[Recorded data]
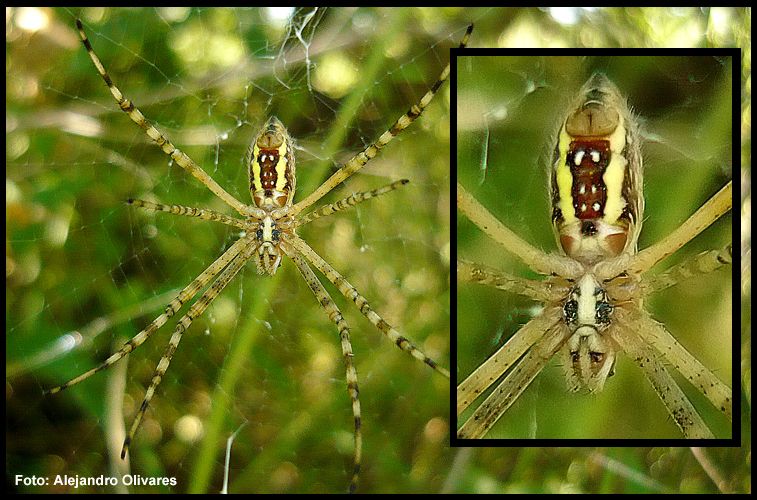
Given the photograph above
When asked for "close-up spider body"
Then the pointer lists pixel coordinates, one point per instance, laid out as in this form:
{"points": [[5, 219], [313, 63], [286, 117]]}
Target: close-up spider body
{"points": [[595, 295], [266, 234]]}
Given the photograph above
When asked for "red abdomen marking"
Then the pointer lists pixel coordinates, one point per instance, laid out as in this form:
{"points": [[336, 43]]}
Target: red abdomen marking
{"points": [[588, 160]]}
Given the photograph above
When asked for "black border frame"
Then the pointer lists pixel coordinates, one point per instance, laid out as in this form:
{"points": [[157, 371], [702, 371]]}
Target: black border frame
{"points": [[735, 440]]}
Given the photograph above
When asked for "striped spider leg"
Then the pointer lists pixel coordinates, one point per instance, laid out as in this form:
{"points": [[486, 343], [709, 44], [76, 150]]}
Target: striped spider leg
{"points": [[593, 294], [268, 232]]}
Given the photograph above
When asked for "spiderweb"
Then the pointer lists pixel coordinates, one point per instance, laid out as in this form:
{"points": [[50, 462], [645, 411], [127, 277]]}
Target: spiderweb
{"points": [[90, 272], [687, 121]]}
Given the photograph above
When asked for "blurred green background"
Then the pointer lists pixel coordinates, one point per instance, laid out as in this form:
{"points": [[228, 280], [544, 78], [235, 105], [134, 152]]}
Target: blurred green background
{"points": [[265, 353], [687, 156], [79, 260]]}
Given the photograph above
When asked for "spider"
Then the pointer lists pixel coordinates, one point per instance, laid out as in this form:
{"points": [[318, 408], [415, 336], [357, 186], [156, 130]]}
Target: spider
{"points": [[268, 232], [593, 291]]}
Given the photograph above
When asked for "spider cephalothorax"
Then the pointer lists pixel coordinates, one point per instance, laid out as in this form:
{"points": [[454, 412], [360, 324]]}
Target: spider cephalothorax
{"points": [[270, 163], [268, 227], [594, 290]]}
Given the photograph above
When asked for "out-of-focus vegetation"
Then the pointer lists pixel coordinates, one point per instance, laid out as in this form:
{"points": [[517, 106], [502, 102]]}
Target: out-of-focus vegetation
{"points": [[76, 255]]}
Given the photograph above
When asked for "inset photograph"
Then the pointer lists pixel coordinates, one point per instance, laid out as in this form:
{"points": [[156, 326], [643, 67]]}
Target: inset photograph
{"points": [[594, 245]]}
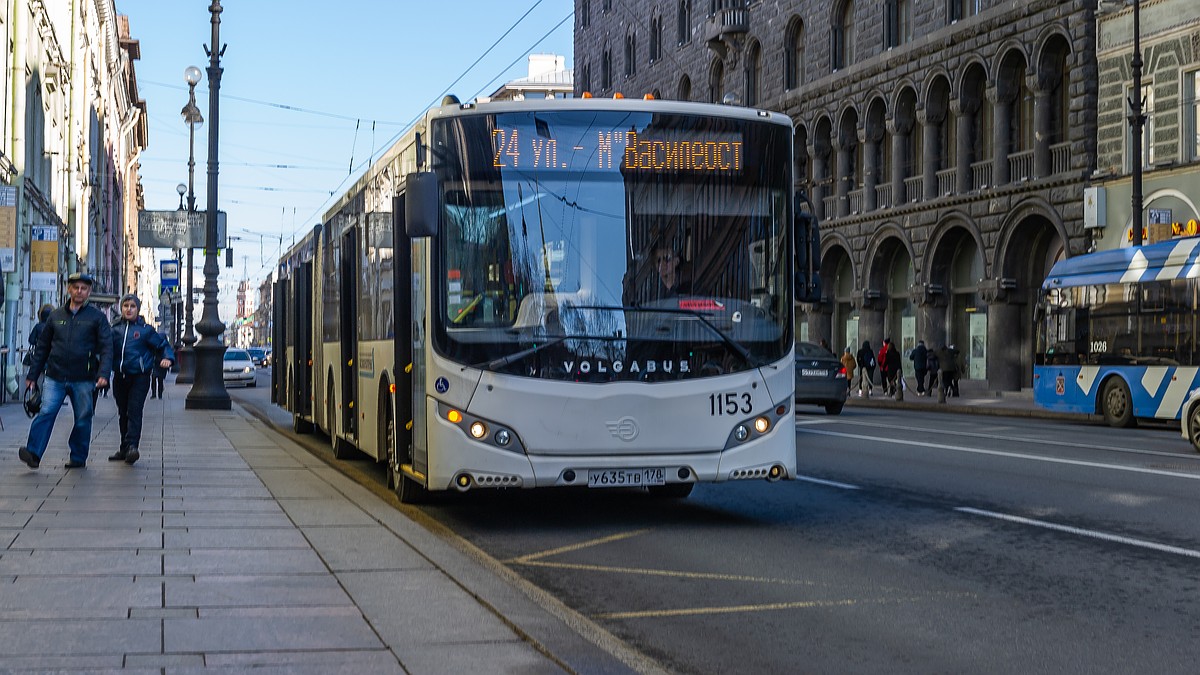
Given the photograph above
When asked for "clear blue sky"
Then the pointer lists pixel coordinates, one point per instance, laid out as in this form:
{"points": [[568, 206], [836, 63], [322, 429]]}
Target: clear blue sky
{"points": [[316, 88]]}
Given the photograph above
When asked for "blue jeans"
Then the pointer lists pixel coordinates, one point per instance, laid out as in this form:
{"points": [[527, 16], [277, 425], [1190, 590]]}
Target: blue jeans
{"points": [[53, 394]]}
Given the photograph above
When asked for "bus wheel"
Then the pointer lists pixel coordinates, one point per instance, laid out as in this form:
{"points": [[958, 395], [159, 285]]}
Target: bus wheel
{"points": [[341, 449], [388, 441], [671, 490], [1117, 405], [411, 491]]}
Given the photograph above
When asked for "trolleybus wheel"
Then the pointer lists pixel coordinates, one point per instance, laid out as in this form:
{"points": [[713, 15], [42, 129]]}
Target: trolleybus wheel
{"points": [[1117, 405], [1194, 426], [671, 490]]}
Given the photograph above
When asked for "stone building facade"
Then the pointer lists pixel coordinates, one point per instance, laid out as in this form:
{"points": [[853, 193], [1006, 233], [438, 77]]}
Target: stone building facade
{"points": [[946, 145], [73, 126], [1170, 149]]}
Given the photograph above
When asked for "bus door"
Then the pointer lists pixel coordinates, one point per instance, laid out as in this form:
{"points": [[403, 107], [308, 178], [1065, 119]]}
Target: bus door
{"points": [[409, 345], [402, 282], [280, 340], [349, 329], [301, 339]]}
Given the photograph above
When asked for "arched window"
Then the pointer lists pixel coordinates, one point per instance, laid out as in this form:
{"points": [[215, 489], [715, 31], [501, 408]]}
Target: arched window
{"points": [[793, 55], [630, 54], [655, 37], [843, 48], [715, 82], [751, 75], [683, 22]]}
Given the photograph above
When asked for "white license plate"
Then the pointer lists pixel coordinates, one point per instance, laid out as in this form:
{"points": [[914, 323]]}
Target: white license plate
{"points": [[627, 477]]}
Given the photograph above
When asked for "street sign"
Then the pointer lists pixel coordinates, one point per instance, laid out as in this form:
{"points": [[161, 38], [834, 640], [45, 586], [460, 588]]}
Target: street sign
{"points": [[174, 230], [168, 274]]}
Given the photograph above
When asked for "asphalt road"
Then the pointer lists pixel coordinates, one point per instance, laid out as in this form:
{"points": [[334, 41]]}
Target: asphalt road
{"points": [[918, 542]]}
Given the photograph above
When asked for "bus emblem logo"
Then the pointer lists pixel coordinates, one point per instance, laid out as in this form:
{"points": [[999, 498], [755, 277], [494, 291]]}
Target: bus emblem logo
{"points": [[624, 429]]}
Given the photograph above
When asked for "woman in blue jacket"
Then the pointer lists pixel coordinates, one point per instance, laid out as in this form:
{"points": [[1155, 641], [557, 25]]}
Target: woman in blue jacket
{"points": [[137, 350]]}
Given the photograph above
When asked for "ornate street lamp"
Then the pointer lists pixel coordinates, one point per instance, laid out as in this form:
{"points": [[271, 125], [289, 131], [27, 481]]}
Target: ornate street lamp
{"points": [[193, 120], [209, 392], [1138, 124]]}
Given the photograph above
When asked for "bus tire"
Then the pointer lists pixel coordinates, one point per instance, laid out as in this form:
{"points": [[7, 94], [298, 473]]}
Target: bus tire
{"points": [[1116, 405], [409, 491], [1194, 426], [671, 490], [388, 440], [341, 448]]}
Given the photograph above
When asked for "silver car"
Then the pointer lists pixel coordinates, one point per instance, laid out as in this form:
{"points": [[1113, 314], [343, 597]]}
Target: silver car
{"points": [[239, 368]]}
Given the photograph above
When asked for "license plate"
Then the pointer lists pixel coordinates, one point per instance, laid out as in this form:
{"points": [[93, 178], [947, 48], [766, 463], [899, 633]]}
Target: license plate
{"points": [[627, 477]]}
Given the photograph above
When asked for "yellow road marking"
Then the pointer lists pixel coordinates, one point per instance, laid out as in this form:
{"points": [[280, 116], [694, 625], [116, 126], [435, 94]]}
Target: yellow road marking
{"points": [[744, 608], [648, 572]]}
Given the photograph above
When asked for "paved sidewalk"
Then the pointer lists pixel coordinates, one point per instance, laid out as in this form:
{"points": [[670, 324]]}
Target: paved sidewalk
{"points": [[975, 399], [229, 547]]}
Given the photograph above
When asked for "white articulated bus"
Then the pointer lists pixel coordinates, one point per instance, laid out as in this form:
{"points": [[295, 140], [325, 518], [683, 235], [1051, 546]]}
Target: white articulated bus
{"points": [[559, 292]]}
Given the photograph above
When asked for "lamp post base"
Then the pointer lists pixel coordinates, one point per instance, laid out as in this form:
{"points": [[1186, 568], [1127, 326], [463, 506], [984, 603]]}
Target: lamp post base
{"points": [[186, 359], [209, 392]]}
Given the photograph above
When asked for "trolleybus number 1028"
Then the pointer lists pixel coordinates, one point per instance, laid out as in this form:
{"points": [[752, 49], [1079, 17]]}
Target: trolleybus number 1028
{"points": [[730, 402]]}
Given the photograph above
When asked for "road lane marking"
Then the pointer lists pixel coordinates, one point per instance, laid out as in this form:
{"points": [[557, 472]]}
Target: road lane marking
{"points": [[570, 548], [1005, 454], [1080, 531], [828, 483], [1006, 429]]}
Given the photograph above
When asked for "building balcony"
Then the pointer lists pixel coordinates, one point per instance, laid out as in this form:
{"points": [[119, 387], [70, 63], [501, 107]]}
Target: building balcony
{"points": [[731, 18]]}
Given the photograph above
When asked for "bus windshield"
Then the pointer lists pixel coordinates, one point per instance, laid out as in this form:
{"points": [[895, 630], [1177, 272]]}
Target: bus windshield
{"points": [[604, 245]]}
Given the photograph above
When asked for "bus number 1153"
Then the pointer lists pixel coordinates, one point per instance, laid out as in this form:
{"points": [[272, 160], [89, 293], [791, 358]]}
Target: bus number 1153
{"points": [[729, 402]]}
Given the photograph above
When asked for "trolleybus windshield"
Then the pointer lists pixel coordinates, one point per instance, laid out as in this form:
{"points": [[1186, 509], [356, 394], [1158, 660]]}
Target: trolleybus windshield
{"points": [[599, 245]]}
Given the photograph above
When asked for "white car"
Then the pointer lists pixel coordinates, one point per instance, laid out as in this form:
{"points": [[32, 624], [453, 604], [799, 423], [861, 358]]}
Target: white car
{"points": [[1189, 418], [239, 368]]}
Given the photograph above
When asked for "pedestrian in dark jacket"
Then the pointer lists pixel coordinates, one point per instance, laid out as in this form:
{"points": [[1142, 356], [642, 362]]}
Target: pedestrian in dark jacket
{"points": [[76, 351], [34, 333], [865, 369], [137, 350], [919, 357], [948, 362]]}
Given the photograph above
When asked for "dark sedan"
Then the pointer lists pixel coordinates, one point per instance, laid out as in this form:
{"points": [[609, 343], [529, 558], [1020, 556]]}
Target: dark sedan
{"points": [[820, 377]]}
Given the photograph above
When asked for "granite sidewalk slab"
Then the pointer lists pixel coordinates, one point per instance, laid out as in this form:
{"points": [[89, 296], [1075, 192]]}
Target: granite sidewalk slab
{"points": [[229, 547]]}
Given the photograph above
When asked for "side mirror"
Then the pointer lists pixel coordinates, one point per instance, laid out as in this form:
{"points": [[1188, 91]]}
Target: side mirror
{"points": [[421, 204]]}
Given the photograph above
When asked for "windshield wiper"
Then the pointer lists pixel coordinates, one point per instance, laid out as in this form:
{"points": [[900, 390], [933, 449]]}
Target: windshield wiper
{"points": [[495, 364], [733, 345]]}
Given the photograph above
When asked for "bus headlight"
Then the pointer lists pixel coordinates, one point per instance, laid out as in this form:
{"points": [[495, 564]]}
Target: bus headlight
{"points": [[487, 431]]}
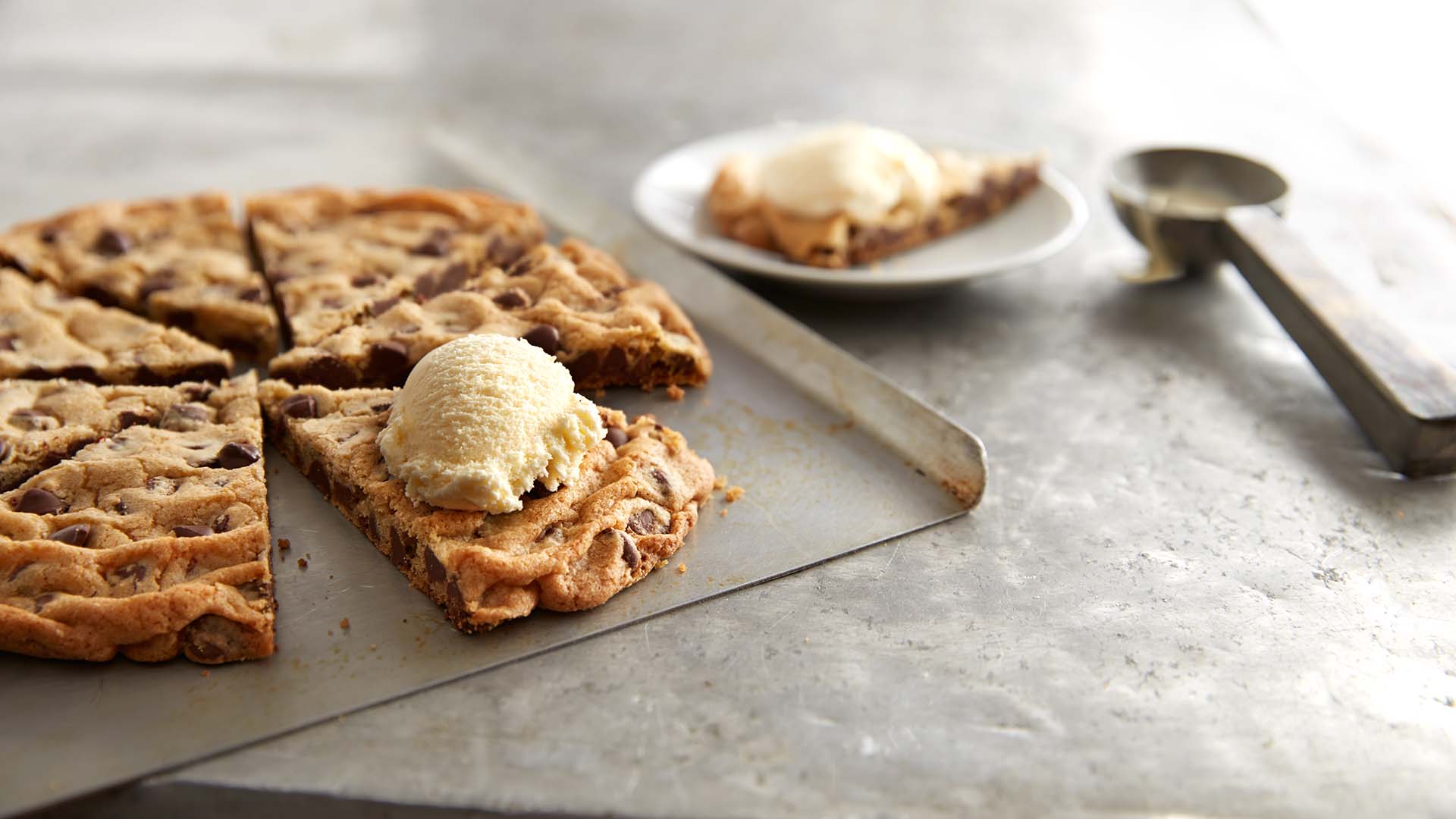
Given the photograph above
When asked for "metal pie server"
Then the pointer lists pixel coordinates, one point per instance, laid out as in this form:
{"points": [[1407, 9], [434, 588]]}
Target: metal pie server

▸ WORK REQUIRED:
Go through the entries above and pull out each line with "metal" in it.

▸ EXERCISE ANSWER:
When asked for "metal pie server"
Target: metal pie server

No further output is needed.